◆ **TAREFAS A CUMPRIR**
a – Responda com base no texto sobre Kerlon:
(i) Em que clube Kerlon surgiu nos escalões de formação?
(ii) Com que parte do corpo ele passava pelos adversários?
(iii) Quais foram as duas identidades que nasceram?
b – Retome o texto sobre Kerlon a partir do ponto em que termina e continue-o em um ou dois parágrafos.

◆ **TEXTO FORNECIDO**
“Era impossível tirar-lhe a bola sem fazer falta. O
inventor do “drible da foquinha” ficou mundialmente conhecido não por driblar
com os pés, mas sim com a cabeça.
Assim como o Clark Kent e o Super-Homem, poucas
pessoas conhecem Kerlon Moura Souza, mas quase todos os brasileiros sabem quem
é o “Foquinha”. A promessa do futebol, que surgiu nos escalões de formação do
Cruzeiro, distinguiu-se por passar pelos adversários usando, literalmente, a cabeça.
No campo, Kerlon era um jogador habilidoso, mas não era o seu talento com os
pés que o tornava especial. A sua singularidade estava no “drible da foquinha”,
o que na teoria não é nada inovador, já que se resume a fazer “toques” com a
cabeça. Na prática, por outro lado, é um enorme desafio. Equilibrar a bola e
passar entre os adversários em simultâneo requer muita habilidade. Mas, uma vez
dominada a técnica, Kerlon descobriu que poderia driblar quem quisesse, pelo
menos até sofrer uma falta. Nasceram, assim, duas identidades: Kerlon, o
jogador, e “Foquinha”, o showman.

◆ **DADOS FORNECIDOS**

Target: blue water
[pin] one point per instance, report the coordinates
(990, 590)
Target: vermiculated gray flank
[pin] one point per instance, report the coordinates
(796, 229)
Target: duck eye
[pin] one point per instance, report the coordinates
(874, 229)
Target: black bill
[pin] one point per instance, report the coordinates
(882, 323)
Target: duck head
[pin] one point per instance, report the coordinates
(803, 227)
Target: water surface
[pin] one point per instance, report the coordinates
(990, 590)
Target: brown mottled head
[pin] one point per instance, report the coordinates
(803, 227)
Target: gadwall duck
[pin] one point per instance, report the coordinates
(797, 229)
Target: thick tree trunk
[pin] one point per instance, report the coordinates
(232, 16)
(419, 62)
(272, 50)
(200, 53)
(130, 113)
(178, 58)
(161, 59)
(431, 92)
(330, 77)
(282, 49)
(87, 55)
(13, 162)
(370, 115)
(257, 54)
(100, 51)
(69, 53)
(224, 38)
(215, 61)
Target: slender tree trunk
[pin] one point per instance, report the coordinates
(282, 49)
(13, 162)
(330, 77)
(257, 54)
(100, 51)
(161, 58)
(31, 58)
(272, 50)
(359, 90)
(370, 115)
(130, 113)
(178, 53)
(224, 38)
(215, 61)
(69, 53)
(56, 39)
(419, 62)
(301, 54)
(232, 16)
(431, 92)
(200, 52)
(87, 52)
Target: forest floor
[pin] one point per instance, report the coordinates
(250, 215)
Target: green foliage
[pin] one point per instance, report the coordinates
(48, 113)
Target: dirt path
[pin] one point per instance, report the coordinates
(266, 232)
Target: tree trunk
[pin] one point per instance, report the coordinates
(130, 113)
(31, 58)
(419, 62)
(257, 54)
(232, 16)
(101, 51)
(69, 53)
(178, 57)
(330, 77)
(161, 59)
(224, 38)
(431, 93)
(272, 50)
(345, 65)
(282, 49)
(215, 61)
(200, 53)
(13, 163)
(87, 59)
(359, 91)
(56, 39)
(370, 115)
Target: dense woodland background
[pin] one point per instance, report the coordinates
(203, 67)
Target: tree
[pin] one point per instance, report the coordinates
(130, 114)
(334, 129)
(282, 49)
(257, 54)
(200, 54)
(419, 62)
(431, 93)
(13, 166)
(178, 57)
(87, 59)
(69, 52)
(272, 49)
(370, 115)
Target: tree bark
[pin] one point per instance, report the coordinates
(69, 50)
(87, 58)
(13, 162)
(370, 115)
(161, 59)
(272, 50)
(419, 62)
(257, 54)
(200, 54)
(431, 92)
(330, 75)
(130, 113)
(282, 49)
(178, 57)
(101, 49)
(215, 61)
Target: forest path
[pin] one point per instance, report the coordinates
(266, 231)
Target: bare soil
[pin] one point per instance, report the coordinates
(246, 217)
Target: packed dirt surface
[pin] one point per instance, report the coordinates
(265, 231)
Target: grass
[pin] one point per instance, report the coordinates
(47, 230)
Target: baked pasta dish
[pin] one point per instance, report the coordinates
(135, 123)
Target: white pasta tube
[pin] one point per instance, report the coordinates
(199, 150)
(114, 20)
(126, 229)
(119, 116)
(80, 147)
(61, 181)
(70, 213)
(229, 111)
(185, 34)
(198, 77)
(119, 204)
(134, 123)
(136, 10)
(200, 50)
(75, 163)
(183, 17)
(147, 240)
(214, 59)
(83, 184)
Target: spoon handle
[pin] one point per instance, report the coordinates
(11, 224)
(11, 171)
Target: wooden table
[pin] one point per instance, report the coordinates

◆ **RESPOSTAS POR TAREFA**
a –
(i) No Cruzeiro.
(ii) Com a cabeça.
(iii) Kerlon, o jogador, e "Foquinha", o showman.

b –
Quer na selecção brasileira (sub-17 e sub-20), quer no
Cruzeiro, o artifício com a cabeça foi exaustivamente utilizado. O que era, no
início, um show-off bonito de se ver, passou a ser um sinal de provocação aos
olhos dos adversários. Deste modo, ao invés de simples faltas, o “Foquinha”
começou a ser atacado em campo. Para os cruzeirenses, o brasileiro continuava a
ser o herói dentro das quatro linhas, mas para os outros, era visto como o
vilão do fair-play. O culminar da polémica deu-se no dia 16 de Setembro de
2007, durante um jogo na casa do Atlético Mineiro, a equipa rival do Cruzeiro.
Ora, num derby onde os anfitriões estão a perder por 4-3, os ânimos já estão
exaltados, e o drible do jogador (79 minutos) pareceu, aos atleticanos, uma
atitude ofensiva. Por conseguinte, o agredido passou a ser agressor, gerando
uma confusão generalizada no estádio, com direito à expulsão de um jogador do
Atlético Mineiro. Desde então, o “Foquinha” desapareceu.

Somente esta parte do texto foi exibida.